-- begin Working data --

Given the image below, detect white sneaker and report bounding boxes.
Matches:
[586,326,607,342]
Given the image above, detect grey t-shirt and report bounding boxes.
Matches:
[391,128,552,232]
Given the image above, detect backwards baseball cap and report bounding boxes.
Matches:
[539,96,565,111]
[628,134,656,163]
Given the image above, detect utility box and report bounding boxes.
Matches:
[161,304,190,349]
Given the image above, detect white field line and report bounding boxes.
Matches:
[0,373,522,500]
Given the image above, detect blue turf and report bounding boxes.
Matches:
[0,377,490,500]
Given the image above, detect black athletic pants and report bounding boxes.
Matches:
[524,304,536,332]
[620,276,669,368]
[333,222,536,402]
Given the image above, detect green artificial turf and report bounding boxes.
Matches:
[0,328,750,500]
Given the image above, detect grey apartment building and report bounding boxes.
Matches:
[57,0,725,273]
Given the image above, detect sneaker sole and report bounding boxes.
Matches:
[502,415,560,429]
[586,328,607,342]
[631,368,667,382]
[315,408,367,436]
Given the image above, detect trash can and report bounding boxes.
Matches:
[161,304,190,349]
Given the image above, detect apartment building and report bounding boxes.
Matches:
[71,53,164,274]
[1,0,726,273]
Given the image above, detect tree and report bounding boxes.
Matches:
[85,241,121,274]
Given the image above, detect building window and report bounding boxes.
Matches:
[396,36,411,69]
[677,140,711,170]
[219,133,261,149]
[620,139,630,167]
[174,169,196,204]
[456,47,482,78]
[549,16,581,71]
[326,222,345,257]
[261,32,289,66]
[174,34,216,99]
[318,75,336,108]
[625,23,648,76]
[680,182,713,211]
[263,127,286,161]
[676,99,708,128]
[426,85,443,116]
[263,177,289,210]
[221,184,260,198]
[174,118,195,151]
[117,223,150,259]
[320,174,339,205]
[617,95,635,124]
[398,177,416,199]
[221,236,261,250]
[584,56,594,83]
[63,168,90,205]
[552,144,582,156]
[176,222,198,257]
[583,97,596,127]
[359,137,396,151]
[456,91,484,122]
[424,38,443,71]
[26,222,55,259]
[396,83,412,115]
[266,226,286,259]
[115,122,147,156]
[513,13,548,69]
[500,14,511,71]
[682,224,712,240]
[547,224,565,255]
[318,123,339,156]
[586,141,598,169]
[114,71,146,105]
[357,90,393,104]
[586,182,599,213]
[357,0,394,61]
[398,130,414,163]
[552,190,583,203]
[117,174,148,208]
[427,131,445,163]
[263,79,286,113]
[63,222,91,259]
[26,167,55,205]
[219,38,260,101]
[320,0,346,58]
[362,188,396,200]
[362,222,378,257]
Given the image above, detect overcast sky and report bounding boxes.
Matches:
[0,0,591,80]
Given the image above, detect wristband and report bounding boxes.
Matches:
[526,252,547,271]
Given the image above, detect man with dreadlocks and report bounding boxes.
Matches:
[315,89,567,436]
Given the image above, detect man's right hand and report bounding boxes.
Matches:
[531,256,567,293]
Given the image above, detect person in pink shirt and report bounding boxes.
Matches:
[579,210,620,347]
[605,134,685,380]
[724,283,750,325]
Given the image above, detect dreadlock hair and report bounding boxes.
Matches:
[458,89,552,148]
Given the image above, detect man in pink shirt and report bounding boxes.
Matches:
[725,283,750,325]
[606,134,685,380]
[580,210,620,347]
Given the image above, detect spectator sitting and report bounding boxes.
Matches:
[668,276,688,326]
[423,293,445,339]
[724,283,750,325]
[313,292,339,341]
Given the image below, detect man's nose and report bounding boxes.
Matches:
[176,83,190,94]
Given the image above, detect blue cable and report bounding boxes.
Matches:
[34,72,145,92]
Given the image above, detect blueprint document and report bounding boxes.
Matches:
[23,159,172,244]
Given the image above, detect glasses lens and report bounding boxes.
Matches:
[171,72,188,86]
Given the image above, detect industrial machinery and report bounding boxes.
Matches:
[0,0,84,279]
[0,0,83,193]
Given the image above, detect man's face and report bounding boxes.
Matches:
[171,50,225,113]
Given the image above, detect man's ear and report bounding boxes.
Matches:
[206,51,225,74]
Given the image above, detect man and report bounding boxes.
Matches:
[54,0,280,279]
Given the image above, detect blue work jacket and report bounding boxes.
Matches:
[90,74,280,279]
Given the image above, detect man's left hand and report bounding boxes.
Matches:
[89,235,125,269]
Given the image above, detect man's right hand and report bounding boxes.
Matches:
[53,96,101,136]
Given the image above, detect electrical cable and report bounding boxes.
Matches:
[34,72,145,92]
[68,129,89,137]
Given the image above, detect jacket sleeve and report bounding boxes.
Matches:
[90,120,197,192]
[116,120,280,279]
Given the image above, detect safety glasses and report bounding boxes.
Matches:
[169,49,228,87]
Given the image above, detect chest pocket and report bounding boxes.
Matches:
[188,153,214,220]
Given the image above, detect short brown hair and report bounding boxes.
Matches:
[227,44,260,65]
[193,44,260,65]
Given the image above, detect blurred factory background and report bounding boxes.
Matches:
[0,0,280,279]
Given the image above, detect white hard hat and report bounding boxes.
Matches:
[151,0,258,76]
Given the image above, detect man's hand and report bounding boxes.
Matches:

-- end Working data --

- Instruction: Lay out each line of the data above as a JSON list of strings, one string per line, with blank lines left out.

- Solution to this problem:
[
  "Given the image below, detect white sneaker and report bounding boxes.",
  "Matches:",
  "[586,326,607,342]",
  "Given the image above, detect grey t-shirt and report bounding boxes.",
  "Matches:",
  "[391,128,552,232]",
  "Given the image above, detect backwards baseball cap and report bounding boxes.",
  "Matches:",
  "[539,96,565,111]",
  "[628,134,656,163]",
  "Given the image above, detect utility box and report bounding boxes.",
  "Matches:",
  "[161,304,190,349]",
  "Given the image above, detect white field line and report bounding boxes.",
  "Matches:",
  "[0,373,522,500]",
  "Given the image above, detect blue turf and report bounding boxes.",
  "Matches:",
  "[0,377,490,500]",
  "Given the image above, detect black athletic pants and report bounding boxes.",
  "Matches:",
  "[524,304,536,332]",
  "[620,276,669,368]",
  "[333,222,536,402]",
  "Given the image above, detect green artificial turf and report bounding boxes.",
  "Matches:",
  "[0,328,750,500]",
  "Given the image above, detect grey apartment building and report bounding boxes.",
  "Matches:",
  "[57,0,725,273]",
  "Given the image above, detect sneaker sole and report bounding boxes.",
  "Matches:",
  "[502,415,560,429]",
  "[586,328,607,342]",
  "[631,368,667,382]",
  "[315,408,367,436]",
  "Given the image above, detect trash can and report bounding boxes.",
  "Matches:",
  "[161,304,190,349]",
  "Given the image above, detect apartment building and report bounding boxes.",
  "Matches:",
  "[71,53,164,274]",
  "[1,0,726,273]",
  "Given the image above, detect tree and report bounding boxes.",
  "Matches:",
  "[85,241,121,274]",
  "Given the image above, detect building window and report bounding boxes.",
  "Matches:",
  "[396,36,411,69]",
  "[677,140,711,170]",
  "[219,133,261,149]",
  "[620,139,630,167]",
  "[174,169,196,204]",
  "[456,47,482,78]",
  "[549,16,581,71]",
  "[326,222,345,257]",
  "[261,32,289,66]",
  "[174,34,216,99]",
  "[318,75,336,108]",
  "[625,23,648,76]",
  "[680,182,713,211]",
  "[263,127,286,161]",
  "[676,99,708,128]",
  "[426,85,443,116]",
  "[263,177,289,210]",
  "[221,184,260,198]",
  "[174,118,195,151]",
  "[117,223,150,259]",
  "[320,174,339,205]",
  "[617,95,635,124]",
  "[398,177,416,199]",
  "[221,236,261,250]",
  "[584,56,594,83]",
  "[63,168,90,205]",
  "[552,144,582,156]",
  "[176,222,198,257]",
  "[583,97,596,127]",
  "[359,137,396,151]",
  "[456,91,484,122]",
  "[424,38,443,71]",
  "[26,222,55,259]",
  "[396,83,412,115]",
  "[266,226,286,259]",
  "[115,122,147,156]",
  "[513,13,548,69]",
  "[500,14,511,71]",
  "[682,224,712,240]",
  "[547,224,565,255]",
  "[318,123,339,156]",
  "[586,141,598,169]",
  "[114,71,146,105]",
  "[357,90,393,104]",
  "[586,182,599,213]",
  "[357,0,394,61]",
  "[398,130,414,163]",
  "[552,190,583,203]",
  "[117,174,148,208]",
  "[427,131,445,163]",
  "[263,79,286,113]",
  "[63,222,91,259]",
  "[26,167,55,205]",
  "[219,38,260,101]",
  "[320,0,346,58]",
  "[362,188,396,200]",
  "[362,222,378,257]",
  "Given the image above, detect overcast sky and report bounding boxes.",
  "Matches:",
  "[0,0,591,80]",
  "Given the image above, detect wristband and report bounding boxes.",
  "Matches:",
  "[526,252,547,271]",
  "Given the image above, detect man with dreadlocks and report bounding boxes.",
  "Matches:",
  "[315,89,567,436]",
  "Given the image above, detect man's right hand and report bounding boxes.",
  "Matches:",
  "[531,256,567,293]",
  "Given the image above, detect person in pink shirt and report bounding boxes.",
  "Matches:",
  "[579,210,620,347]",
  "[605,134,685,380]",
  "[724,283,750,325]",
  "Given the image above, detect dreadlock hair and report bounding boxes.",
  "Matches:",
  "[458,89,552,148]",
  "Given the image above, detect man in pink shirt and report bounding boxes.",
  "Matches:",
  "[725,283,750,325]",
  "[606,134,685,380]",
  "[580,210,620,347]",
  "Given the image above, detect spectator sitting and report bounding boxes.",
  "Matches:",
  "[668,276,688,326]",
  "[423,293,445,339]",
  "[724,283,750,325]",
  "[313,292,339,341]",
  "Given the image below, detect man's nose and report bounding boxes.",
  "Matches:",
  "[176,83,190,94]",
  "Given the image above, detect blue cable and report bounding boxes.",
  "Matches:",
  "[34,72,145,92]",
  "Given the image above, detect blueprint document and report bounding boxes.",
  "Matches:",
  "[23,159,172,244]",
  "Given the image above, detect glasses lens and report bounding boxes.",
  "Matches:",
  "[171,72,188,86]",
  "Given the image above, detect industrial machinery and report bounding boxes.",
  "Matches:",
  "[0,0,84,279]",
  "[0,0,83,193]",
  "Given the image above, detect man's face and report bounding boxes.",
  "Matches:",
  "[171,50,225,113]",
  "Given the image above, detect man's ear and report bounding boxes.",
  "Matches:",
  "[206,51,225,74]",
  "Given the image above, detect man and report bounding boxes.",
  "Matches:",
  "[54,0,280,279]",
  "Given the image above, detect blue work jacket and report bounding boxes.",
  "Matches:",
  "[90,74,280,279]",
  "Given the image above, detect man's left hand and report bounding boxes.",
  "Matches:",
  "[89,235,125,269]",
  "Given the image above, detect man's right hand and report bounding boxes.",
  "Matches:",
  "[53,96,101,136]",
  "Given the image above, detect electrical cable and report bounding boxes.",
  "Matches:",
  "[34,72,145,92]",
  "[68,129,89,137]",
  "Given the image above, detect jacket sleeve and report bounding boxes.",
  "Matches:",
  "[90,120,197,192]",
  "[116,120,280,279]",
  "Given the image above, detect safety glasses and report bounding boxes.",
  "Matches:",
  "[169,49,228,87]",
  "Given the image above, detect chest pocket and report bounding boxes.",
  "Matches:",
  "[188,153,214,220]",
  "Given the image above, detect short brown hair and report bounding boxes.",
  "Matches:",
  "[227,44,260,65]",
  "[193,44,260,65]",
  "Given the image above, detect blurred factory background and report bounding boxes.",
  "Matches:",
  "[0,0,280,279]",
  "Given the image above, detect white hard hat and report bounding boxes.",
  "Matches:",
  "[151,0,258,76]",
  "Given the image above, detect man's hand and report bounding boxes.",
  "Matches:"
]